**EXERCISE GOAL**
Count the lines in the items below that contain the string "window". Reply with the number alone.

**TASK MATERIAL**
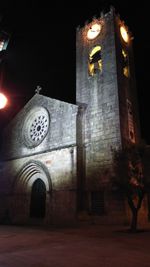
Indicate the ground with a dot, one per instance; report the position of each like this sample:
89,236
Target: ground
81,246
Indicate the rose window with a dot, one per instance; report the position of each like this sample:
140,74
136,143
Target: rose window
36,126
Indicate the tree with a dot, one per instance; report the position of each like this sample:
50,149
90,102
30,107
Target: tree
131,166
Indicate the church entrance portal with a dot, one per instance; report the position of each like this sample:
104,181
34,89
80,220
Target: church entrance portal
38,199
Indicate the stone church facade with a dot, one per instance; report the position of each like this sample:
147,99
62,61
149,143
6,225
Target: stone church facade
57,157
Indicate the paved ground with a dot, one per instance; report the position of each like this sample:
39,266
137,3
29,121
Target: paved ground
83,246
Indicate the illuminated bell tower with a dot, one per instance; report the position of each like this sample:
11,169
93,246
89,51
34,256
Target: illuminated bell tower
106,95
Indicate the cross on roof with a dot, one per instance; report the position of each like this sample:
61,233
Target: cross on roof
38,89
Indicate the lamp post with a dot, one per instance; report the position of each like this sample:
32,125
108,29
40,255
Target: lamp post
4,39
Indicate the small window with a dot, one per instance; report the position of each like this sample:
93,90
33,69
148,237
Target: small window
130,122
97,203
125,64
95,61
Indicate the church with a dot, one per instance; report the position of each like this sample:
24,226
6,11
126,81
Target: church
57,157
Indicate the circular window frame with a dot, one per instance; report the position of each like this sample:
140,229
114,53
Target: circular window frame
36,126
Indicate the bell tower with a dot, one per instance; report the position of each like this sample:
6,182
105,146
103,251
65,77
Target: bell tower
106,95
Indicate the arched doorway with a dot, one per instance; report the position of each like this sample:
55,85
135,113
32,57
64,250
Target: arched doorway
38,199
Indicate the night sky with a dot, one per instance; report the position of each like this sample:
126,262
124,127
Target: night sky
41,51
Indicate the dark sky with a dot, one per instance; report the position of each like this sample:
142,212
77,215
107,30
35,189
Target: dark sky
41,50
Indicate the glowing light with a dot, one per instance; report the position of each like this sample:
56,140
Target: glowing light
3,101
124,33
94,31
94,51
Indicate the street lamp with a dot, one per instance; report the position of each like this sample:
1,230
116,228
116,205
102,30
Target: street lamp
4,39
3,101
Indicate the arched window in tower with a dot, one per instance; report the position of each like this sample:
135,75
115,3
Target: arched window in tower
125,63
130,122
95,61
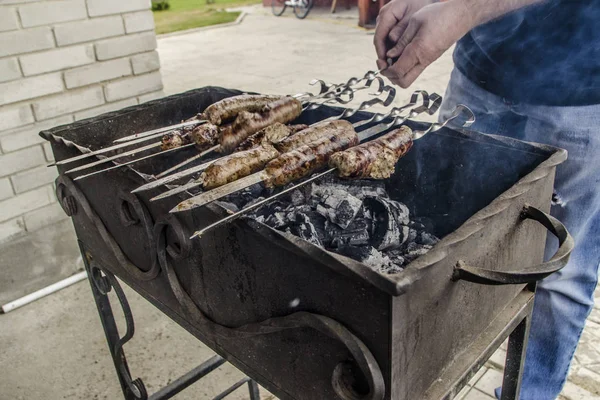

**THE ANSWER**
8